### ФРАГМЕНТ ТЕКСТА
..............................

Ключевое слово — цветенье. Может, подсознательно, но само созвучье ведёт к Цветаевой? Даже в зимнем пейзаже и то все время что-то цветёт, ну, хоть снежные лепестки… Вот самые первые строки книги:
Есть тайна у меня от чудного цветенья,
здесь было б: чуднАГО- уместней написать.
Не зная новостей, на старый лад желтея,
цветок себе всегда выпрашивает «ять».
И старинность эта не просто декларируется, она просачивается сквозь все стихи книги… Медлительные строки элегий, неторопливые ямбы, перекликающиеся с ритмами почти александрийского стиха. Но метафорический строй стиха противоречит его лексике и ритмам: они слегка архаичны, а метафоры тут послепастернаковские! Они дробят восприятие на детали, снова срастающиеся только в читательском сознании, да и то не сразу, некоторое время спустя после прочтения! Каждый видит образы стихов, лишь оглянувшись на них, и оттого чуть по-своему, по-разному. Вот пример такого контраста лексики и метафоры:
И снова путник одержимый
Вступает в низкую зарю,
И вчуже долго я смотрю
На бег его непостижимый.
Путник обычен, допустим, — а вот «вступать в зарю» — из нашего времени, ну а "бег его непостижимый" — это наоборот — почти державинское. И ритмы тоже.
Кажется, что наше поколение, после своего бурного дебюта в конце пятидесятых, раскололось позднее на архаистов и новаторов, как заметил это Тынянов, говоря о старших современниках Пушкина…
Да, книжка "Тайна" — произведение явного «неоархаиста»
Глубокий нежный сад, впадающий в Оку,
Стекающий с горы лавиной многоцветья!
Начнемте же игру, любезный друг, ау!
Останемся в саду минувшего столетья!
И далее, почти как в романсе Окуджавы "Зачем мы перешли на ты" — та же старинность, которая влечет его в первую половину позапрошлого века… Словно Ахмадулина откликается на голос поручика Амилахвари и принимает те же правила игры…
Идите, стол в саду накрыт для чаепитья.
А это что за гость? — Да это юный внук
Арсеньевой. Какой? Столыпиной. — Ну что же,
Храни его Господь, ау, любезный друг!

..............................

### СУТЬ ЗАДАНИЯ
Воспроизведите из фрагмента о книге «Тайна» дословно всё от «Кажется, что наше» до «саду минувшего столетья!» включительно. Записи для выполнения работы не потребуются.

### ЗАПИСАННЫЕ СВЕДЕНИЯ

..............................

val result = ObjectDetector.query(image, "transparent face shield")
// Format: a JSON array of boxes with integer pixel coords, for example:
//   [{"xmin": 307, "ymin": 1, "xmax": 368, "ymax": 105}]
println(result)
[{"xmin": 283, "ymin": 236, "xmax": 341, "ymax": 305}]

..............................

### РЕШЕНИЕ ЗАДАНИЯ
Кажется, что наше поколение, после своего бурного дебюта в конце пятидесятых, раскололось позднее на архаистов и новаторов, как заметил это Тынянов, говоря о старших современниках Пушкина…
Да, книжка "Тайна" — произведение явного «неоархаиста»
Глубокий нежный сад, впадающий в Оку,
Стекающий с горы лавиной многоцветья!
Начнемте же игру, любезный друг, ау!
Останемся в саду минувшего столетья!